Material provided:
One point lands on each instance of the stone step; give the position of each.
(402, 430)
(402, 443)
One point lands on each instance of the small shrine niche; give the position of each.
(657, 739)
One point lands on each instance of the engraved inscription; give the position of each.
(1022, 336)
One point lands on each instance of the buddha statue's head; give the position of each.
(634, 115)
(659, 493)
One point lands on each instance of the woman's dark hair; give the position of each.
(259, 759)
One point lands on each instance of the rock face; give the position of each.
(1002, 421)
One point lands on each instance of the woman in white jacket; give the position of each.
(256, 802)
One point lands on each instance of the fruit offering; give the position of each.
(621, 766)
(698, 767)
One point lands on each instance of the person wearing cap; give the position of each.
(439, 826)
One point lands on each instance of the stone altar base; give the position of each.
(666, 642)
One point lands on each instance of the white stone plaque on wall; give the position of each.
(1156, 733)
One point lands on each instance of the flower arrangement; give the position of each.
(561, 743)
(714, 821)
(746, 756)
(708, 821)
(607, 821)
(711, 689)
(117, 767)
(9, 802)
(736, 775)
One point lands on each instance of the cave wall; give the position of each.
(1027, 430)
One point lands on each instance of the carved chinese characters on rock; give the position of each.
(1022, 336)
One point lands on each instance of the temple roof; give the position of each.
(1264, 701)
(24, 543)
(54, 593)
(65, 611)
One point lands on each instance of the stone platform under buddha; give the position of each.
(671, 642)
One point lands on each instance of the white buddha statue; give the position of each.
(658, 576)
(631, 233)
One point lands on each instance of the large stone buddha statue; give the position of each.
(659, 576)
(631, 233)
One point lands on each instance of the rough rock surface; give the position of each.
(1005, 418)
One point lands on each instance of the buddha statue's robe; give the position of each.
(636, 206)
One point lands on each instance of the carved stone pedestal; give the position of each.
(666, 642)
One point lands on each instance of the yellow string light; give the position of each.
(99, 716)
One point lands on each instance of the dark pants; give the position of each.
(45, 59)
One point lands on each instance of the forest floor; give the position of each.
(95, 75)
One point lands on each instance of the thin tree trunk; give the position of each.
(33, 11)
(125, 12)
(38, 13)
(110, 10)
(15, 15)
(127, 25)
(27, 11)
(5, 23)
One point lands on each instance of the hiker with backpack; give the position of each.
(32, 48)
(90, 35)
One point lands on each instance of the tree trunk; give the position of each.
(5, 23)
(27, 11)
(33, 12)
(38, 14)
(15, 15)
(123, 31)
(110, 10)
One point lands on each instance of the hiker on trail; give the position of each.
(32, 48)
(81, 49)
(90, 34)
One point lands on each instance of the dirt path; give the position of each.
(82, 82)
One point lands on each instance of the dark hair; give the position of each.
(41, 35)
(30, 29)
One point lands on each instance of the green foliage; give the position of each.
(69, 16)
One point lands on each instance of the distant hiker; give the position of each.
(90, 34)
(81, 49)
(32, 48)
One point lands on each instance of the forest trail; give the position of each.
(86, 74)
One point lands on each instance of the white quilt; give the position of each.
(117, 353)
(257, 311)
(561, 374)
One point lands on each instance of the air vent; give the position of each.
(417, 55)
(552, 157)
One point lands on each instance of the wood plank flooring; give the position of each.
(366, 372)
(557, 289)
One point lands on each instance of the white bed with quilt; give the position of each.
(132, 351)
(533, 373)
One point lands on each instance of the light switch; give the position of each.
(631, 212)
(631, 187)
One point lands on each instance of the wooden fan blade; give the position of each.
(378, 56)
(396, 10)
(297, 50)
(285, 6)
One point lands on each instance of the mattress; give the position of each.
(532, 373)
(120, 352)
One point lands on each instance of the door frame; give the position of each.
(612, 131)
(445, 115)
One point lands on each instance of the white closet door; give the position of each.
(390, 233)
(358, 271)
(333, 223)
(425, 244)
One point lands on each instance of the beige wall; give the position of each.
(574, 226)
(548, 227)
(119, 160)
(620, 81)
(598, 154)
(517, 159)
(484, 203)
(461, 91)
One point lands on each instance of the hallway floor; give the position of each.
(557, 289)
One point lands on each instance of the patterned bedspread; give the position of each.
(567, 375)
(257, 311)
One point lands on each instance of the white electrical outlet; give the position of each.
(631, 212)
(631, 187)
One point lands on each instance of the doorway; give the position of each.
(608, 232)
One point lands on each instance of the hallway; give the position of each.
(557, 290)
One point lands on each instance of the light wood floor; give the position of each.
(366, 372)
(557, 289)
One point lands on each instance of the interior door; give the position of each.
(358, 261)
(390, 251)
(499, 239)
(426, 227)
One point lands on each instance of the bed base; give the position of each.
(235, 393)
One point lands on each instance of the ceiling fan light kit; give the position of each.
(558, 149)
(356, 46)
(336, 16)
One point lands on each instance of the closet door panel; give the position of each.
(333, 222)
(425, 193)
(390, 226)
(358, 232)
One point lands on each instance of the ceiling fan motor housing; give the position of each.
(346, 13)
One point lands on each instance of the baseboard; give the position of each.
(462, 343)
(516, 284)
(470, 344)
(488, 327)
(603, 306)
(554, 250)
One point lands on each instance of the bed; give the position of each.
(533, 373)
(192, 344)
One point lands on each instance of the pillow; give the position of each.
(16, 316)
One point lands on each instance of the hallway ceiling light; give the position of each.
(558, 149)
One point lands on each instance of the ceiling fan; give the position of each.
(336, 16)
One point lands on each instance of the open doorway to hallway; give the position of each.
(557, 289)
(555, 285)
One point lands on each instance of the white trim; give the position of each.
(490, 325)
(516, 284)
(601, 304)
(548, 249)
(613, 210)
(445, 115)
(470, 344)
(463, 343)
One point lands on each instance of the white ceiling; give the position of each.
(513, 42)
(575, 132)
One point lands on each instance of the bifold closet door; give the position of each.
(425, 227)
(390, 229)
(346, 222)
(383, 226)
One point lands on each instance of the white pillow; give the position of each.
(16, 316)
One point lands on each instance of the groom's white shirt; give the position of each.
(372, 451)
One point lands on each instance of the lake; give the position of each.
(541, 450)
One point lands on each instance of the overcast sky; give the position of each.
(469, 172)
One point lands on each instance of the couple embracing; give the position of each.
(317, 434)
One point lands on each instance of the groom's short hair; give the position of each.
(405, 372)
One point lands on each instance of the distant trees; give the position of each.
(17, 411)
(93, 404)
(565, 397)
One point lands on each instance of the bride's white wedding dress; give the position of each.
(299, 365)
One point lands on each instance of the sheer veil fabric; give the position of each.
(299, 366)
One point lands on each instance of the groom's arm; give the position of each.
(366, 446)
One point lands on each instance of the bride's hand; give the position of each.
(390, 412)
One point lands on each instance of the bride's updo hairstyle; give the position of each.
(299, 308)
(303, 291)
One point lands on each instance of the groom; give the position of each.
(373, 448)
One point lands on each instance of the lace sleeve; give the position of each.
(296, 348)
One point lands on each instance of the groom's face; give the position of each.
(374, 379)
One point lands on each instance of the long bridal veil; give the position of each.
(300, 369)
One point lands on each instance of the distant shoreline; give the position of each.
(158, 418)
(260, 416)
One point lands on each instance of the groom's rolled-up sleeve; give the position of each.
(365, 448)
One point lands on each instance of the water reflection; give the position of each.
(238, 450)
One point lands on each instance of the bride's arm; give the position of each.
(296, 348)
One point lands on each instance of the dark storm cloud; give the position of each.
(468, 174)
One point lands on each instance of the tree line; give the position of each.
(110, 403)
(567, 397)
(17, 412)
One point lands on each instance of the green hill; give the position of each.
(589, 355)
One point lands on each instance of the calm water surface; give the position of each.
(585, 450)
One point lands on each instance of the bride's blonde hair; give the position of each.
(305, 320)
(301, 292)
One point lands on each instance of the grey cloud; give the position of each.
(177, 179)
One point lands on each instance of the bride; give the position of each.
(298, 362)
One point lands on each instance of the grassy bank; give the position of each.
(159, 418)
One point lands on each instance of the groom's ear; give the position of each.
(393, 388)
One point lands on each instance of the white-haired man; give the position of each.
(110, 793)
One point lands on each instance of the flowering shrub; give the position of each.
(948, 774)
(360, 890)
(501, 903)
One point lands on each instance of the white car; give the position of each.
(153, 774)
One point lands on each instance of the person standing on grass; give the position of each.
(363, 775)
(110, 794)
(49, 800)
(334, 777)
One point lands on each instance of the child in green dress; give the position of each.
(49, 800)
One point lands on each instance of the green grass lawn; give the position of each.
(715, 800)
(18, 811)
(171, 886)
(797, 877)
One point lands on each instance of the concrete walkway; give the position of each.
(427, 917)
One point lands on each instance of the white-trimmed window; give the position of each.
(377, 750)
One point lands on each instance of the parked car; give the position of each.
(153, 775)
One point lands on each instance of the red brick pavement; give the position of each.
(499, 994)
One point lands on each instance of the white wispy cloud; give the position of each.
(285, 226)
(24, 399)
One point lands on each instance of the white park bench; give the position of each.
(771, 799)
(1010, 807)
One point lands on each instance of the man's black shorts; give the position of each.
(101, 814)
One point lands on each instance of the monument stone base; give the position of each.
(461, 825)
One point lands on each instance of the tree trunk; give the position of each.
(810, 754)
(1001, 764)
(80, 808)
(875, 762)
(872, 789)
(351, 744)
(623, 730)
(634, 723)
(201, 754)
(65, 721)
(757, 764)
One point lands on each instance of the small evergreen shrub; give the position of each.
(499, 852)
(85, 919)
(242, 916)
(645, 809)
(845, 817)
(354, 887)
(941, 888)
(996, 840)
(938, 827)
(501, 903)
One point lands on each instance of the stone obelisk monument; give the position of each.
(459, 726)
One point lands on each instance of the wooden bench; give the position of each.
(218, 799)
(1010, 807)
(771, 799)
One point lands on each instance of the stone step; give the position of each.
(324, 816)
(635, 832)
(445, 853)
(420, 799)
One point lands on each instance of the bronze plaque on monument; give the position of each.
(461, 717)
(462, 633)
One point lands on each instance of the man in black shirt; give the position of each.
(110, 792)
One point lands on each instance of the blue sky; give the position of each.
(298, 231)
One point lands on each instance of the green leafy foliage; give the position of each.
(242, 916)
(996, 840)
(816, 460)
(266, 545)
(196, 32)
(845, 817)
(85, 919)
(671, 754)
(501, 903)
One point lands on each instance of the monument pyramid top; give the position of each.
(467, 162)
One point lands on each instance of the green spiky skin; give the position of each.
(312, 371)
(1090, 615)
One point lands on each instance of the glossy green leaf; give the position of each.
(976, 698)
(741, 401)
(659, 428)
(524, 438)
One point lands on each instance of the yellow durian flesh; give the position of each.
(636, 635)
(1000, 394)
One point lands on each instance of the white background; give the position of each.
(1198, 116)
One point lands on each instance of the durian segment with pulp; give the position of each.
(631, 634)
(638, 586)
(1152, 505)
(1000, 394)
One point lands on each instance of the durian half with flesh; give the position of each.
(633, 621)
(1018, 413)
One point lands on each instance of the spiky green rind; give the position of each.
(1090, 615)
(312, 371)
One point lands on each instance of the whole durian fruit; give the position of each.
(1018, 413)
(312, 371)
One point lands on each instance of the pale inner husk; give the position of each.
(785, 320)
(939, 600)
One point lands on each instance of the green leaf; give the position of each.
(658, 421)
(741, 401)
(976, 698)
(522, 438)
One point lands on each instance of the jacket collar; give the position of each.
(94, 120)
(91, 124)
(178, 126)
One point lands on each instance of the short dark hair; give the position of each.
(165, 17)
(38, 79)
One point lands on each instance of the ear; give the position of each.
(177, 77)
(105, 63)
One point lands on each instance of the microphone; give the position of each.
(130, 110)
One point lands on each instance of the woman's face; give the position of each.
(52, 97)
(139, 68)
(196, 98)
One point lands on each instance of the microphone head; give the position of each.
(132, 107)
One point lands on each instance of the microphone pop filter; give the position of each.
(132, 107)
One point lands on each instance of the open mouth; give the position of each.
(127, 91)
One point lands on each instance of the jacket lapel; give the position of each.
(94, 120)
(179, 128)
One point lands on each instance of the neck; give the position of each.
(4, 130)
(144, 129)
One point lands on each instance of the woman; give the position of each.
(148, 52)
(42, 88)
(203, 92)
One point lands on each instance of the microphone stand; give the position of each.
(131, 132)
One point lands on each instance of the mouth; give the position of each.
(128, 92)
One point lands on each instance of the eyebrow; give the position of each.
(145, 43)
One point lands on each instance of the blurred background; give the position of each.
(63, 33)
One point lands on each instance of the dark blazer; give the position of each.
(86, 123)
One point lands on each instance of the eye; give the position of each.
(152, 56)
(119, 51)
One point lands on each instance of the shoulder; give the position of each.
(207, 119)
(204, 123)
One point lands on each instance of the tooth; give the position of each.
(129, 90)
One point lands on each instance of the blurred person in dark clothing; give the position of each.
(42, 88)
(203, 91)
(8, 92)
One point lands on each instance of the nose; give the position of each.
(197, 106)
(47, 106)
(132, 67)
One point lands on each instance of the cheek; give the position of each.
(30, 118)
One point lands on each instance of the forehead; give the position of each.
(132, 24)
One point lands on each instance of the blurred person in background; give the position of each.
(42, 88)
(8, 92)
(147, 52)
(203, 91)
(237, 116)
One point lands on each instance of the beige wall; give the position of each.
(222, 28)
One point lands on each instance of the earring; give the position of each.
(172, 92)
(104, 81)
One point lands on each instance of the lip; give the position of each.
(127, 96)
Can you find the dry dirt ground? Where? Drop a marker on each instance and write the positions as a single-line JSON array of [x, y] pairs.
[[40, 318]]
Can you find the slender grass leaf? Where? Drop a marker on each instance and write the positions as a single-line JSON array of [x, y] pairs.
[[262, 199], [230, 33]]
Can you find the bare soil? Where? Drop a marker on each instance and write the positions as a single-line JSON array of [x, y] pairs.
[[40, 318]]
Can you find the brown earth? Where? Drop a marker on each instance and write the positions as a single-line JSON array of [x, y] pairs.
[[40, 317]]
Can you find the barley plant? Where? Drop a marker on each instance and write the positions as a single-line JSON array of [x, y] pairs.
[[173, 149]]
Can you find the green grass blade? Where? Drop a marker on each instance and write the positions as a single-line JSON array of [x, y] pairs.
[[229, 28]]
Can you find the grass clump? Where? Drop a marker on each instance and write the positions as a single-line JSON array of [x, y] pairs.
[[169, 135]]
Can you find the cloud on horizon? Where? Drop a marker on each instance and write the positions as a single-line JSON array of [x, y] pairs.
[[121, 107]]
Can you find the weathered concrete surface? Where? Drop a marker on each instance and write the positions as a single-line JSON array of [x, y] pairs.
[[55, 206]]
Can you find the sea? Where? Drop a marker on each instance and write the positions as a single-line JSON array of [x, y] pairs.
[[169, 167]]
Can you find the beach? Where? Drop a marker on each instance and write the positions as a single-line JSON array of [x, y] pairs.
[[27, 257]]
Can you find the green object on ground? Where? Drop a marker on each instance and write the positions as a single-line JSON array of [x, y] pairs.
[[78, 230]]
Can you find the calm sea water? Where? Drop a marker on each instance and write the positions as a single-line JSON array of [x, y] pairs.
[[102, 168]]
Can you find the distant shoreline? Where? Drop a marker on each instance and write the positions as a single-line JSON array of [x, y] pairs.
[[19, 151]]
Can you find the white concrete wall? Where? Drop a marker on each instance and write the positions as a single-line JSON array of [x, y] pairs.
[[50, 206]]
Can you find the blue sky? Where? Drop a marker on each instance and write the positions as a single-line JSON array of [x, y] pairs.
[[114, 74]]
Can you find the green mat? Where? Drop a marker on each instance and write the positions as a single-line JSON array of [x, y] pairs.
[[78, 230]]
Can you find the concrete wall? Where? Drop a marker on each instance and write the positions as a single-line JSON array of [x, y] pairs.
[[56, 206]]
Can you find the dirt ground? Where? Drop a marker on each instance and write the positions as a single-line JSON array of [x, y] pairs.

Task:
Copy the records word for word, starting at the line that contains "Can you find the green mat?" and continuing through the end of the records.

Answer below:
Can you find the green mat? Where? Drop a marker on each instance and write the positions as a single-line JSON array of [x, y] pairs.
[[78, 230]]
Can you find the concrete wall? Where? Drop a marker on each instance and write the positions as a single-line JSON array of [x, y] pairs.
[[56, 206]]
Can you find the dirt ground? Where? Drop a marker on each instance and write the positions as a single-line JSON array of [x, y] pairs.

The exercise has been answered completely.